╭─ Document passage

The pathname of the tar file: tilde expansion (see path.expand) will be performed. Alternatively, a connection that can be used for binary reads. For a compressed tarfile, and if a connection is to be used, that should be created by gzfile(.) (or gzcon(.) which currently only works for "gzip", whereas gzfile() works for all compressions available in tar()).

files

A character vector of recorded filepaths to be extracted: the default is to extract all files.

list

If TRUE, list the files (the equivalent of tar -tf). Otherwise extract the files (the equivalent of tar -xf).

exdir

The directory to extract files to (the equivalent of tar -C). It will be created if necessary.

compressed

(Deprecated in favour of auto-detection, used only for an external tar command.) Logical or character string. Values "gzip", "bzip2" and "xz" select that form of compression (and may be abbreviated to the first letter). TRUE indicates gzip compression, FALSE no known compression, and NA (the default) indicates that the type is to be inferred from the file header.

The external command may ignore the selected compression type but detect a type automagically.

extras

NULL or a character string: further command-line flags such as -p to be passed to an external tar program.

╰─
╭─ Material

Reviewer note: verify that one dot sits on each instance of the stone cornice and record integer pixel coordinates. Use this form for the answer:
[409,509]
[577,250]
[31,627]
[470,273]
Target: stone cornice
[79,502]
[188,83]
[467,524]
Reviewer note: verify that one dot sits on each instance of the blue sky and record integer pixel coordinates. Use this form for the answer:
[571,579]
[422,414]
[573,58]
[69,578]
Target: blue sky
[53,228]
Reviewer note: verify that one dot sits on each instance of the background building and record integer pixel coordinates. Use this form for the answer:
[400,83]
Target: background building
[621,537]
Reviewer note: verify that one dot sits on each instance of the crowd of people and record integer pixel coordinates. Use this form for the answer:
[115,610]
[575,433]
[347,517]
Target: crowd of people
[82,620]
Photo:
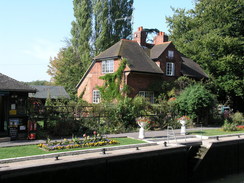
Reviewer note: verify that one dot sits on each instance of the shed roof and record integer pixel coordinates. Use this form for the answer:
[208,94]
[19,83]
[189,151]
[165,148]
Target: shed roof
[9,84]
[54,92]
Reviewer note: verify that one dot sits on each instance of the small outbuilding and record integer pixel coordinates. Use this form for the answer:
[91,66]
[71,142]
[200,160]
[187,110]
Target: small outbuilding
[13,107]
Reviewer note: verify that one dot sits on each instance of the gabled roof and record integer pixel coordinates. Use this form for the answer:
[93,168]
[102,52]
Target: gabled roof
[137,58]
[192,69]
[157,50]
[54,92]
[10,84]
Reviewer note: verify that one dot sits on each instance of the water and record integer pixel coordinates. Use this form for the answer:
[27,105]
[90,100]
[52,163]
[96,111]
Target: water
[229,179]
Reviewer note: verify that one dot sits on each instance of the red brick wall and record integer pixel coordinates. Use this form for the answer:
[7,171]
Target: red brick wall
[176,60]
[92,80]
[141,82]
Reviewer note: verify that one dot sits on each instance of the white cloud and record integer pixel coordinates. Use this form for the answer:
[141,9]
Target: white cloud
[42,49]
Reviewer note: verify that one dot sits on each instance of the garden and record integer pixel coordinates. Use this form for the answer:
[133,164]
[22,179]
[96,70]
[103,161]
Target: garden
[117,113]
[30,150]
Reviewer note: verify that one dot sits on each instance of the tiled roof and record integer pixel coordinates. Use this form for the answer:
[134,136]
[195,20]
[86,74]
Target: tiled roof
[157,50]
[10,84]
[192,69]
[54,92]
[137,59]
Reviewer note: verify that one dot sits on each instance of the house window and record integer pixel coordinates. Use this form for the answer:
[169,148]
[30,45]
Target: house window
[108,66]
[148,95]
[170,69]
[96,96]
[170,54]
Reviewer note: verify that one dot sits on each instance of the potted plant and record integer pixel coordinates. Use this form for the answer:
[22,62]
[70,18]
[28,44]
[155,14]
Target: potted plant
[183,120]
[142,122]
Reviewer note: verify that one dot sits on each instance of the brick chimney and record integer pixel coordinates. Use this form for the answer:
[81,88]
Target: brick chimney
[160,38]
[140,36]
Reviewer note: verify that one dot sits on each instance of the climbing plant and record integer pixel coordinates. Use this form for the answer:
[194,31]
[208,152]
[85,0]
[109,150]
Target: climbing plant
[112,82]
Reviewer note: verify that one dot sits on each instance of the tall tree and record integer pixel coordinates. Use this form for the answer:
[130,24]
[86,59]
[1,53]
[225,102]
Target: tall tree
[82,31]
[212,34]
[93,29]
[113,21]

╰─

Problem to solve → Quote the tar extraction notes again, beginning at the words "(Deprecated in favour" and ending after "the file header.", with "determined" substituted for "inferred".

Exercise result →
(Deprecated in favour of auto-detection, used only for an external tar command.) Logical or character string. Values "gzip", "bzip2" and "xz" select that form of compression (and may be abbreviated to the first letter). TRUE indicates gzip compression, FALSE no known compression, and NA (the default) indicates that the type is to be determined from the file header.